§ **DOCUMENT SEGMENT**
What exactly is the church-state divide?
The church-state divide is a doctrine that government and religious institutions should be kept separate. It gained prominence as the First Amendment to the US Constitution in which there would be a wall between church and state (as Thomas Jefferson put it). Note that it started as a divide to prevent the state from interfering with religion, something put forth by the Anabaptists or Danbury Baptist Association. Over time, it has also meant the reverse: that political decisions should not be made on religious grounds (often known as secularism). As such, many have decried the expression of religious sentiments in the political sphere, the issue of the possible repeal of Article 377A being just one example in Singapore. Moreover, many have argued that the inclusion of religious opinions in debate on public issues infringes on others’ right to hold an opinion (quoting Article 19 of the UN Declaration of Human Rights).
The separation of church and state is especially important in Singapore, which has a variety of religions. Religion has always been a sensitive issue with Singaporeans always being reminded that we are all citizens “regardless of race, language or religion“.

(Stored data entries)
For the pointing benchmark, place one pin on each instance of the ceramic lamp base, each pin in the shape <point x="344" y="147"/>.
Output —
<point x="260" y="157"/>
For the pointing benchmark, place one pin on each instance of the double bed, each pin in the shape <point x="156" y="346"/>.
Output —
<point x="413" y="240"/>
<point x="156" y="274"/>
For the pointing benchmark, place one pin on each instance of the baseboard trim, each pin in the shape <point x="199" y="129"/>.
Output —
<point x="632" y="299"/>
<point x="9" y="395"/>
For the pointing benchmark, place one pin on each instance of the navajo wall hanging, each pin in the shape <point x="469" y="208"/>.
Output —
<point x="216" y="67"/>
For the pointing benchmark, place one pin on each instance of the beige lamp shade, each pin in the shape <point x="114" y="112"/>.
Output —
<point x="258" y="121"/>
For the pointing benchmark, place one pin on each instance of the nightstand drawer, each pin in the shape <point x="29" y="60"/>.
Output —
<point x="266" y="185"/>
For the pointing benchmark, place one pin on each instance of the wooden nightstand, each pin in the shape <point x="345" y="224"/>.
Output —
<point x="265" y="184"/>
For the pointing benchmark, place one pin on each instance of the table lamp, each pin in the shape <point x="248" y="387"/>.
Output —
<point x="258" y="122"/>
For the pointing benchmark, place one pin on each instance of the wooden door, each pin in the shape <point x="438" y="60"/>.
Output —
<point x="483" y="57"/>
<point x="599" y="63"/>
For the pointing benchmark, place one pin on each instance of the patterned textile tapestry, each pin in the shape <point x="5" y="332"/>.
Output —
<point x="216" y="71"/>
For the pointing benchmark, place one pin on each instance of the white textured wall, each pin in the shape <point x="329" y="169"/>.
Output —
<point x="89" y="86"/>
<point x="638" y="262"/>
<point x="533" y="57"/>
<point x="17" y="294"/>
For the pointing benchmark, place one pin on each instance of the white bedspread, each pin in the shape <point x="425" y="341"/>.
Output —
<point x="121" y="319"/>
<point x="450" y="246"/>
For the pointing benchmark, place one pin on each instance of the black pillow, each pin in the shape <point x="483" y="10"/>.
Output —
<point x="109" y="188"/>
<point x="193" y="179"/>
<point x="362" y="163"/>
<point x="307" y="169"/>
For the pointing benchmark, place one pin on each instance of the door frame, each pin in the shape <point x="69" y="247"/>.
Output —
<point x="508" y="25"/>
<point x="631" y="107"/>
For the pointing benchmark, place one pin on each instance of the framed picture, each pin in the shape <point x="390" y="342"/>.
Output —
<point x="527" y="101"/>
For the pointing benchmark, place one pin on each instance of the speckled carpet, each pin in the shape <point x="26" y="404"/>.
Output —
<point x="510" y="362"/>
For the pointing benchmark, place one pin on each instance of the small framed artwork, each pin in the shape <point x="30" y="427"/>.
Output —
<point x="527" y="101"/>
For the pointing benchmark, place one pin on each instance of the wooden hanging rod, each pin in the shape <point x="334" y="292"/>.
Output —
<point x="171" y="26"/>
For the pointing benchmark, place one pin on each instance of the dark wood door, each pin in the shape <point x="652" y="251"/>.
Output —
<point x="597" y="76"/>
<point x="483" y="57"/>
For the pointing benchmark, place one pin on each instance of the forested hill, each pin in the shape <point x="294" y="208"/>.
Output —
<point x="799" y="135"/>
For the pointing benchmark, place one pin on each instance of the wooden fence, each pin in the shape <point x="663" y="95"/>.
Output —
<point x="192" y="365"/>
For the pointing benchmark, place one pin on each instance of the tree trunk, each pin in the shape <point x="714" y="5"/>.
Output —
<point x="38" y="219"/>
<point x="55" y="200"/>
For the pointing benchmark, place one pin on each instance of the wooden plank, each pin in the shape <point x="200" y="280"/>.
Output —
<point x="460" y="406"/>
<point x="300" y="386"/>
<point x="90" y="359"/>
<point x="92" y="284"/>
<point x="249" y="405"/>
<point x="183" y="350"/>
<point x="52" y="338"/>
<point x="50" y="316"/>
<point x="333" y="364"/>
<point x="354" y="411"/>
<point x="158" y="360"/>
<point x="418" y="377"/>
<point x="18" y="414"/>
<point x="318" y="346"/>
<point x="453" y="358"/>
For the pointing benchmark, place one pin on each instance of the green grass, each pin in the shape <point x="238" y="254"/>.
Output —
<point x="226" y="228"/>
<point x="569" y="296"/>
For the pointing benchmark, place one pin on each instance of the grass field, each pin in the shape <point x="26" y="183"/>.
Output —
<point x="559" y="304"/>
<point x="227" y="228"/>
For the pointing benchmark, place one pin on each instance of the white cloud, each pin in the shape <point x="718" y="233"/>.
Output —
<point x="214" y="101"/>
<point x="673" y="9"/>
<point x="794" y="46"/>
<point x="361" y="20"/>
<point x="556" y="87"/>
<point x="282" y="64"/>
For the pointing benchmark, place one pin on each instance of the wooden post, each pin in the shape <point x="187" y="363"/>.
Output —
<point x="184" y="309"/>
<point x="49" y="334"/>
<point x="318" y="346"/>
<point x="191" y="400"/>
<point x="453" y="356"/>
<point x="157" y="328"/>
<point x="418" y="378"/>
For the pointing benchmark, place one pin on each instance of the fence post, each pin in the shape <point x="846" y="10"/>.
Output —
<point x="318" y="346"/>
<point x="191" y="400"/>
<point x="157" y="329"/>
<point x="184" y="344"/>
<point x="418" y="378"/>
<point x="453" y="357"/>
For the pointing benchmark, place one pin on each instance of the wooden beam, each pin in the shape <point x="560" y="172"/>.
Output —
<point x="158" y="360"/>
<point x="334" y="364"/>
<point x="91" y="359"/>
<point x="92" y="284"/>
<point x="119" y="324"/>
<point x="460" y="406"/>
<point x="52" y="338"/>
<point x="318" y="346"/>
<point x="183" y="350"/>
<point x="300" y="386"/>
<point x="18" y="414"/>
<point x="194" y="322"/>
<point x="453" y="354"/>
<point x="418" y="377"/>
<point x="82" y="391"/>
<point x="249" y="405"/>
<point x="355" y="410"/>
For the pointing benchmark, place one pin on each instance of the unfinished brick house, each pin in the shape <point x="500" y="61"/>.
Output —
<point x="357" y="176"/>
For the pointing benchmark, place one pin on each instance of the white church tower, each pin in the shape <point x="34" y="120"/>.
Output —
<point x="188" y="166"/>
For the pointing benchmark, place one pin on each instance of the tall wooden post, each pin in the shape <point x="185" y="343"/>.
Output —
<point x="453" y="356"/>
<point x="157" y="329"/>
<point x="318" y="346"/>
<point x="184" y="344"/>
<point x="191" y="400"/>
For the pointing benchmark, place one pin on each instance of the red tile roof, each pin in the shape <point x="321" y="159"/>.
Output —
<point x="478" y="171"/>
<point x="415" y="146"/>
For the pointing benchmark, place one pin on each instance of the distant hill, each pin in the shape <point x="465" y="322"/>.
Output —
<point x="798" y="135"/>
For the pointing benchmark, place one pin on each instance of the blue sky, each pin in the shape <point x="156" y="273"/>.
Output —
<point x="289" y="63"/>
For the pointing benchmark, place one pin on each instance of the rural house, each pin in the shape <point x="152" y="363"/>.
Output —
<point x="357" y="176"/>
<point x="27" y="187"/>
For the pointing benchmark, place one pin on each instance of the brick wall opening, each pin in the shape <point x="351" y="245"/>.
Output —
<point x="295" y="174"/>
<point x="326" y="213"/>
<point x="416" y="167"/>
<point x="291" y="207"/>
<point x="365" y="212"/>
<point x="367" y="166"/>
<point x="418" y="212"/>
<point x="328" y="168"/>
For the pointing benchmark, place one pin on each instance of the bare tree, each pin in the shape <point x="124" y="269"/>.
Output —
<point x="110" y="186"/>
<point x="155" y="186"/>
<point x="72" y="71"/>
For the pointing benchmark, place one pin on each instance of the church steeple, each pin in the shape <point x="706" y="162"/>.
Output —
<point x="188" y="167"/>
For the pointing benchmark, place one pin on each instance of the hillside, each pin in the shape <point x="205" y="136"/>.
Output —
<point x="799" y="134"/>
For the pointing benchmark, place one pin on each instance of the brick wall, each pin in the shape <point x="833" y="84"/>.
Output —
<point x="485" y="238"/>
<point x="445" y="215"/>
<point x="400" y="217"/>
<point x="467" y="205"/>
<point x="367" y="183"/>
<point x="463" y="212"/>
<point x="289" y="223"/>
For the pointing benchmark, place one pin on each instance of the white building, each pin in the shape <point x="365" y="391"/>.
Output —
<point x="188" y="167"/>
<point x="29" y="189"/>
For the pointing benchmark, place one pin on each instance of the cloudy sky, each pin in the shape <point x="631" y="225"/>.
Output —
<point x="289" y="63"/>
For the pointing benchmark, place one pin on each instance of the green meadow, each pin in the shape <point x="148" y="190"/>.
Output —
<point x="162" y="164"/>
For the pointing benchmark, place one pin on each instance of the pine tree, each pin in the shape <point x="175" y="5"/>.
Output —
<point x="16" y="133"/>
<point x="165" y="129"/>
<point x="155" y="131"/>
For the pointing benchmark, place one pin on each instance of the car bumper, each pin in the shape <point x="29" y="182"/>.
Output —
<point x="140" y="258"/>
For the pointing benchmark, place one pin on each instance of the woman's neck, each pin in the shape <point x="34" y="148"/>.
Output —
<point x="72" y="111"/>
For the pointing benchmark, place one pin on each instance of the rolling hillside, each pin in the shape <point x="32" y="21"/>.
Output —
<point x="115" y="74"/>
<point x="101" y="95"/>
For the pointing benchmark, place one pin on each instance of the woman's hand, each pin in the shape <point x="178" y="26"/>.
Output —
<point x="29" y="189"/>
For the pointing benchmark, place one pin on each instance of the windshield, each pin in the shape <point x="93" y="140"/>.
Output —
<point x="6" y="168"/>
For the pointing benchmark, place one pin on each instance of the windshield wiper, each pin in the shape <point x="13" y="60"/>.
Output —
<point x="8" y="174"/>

§ **YOUR INSTRUCTIONS**
Copy the passage on the church-state divide word for word. The entries are not needed for this work.

§ **COMPLETE RESPONSE**
What exactly is the church-state divide?
The church-state divide is a doctrine that government and religious institutions should be kept separate. It gained prominence as the First Amendment to the US Constitution in which there would be a wall between church and state (as Thomas Jefferson put it). Note that it started as a divide to prevent the state from interfering with religion, something put forth by the Anabaptists or Danbury Baptist Association. Over time, it has also meant the reverse: that political decisions should not be made on religious grounds (often known as secularism). As such, many have decried the expression of religious sentiments in the political sphere, the issue of the possible repeal of Article 377A being just one example in Singapore. Moreover, many have argued that the inclusion of religious opinions in debate on public issues infringes on others’ right to hold an opinion (quoting Article 19 of the UN Declaration of Human Rights).
The separation of church and state is especially important in Singapore, which has a variety of religions. Religion has always been a sensitive issue with Singaporeans always being reminded that we are all citizens “regardless of race, language or religion“.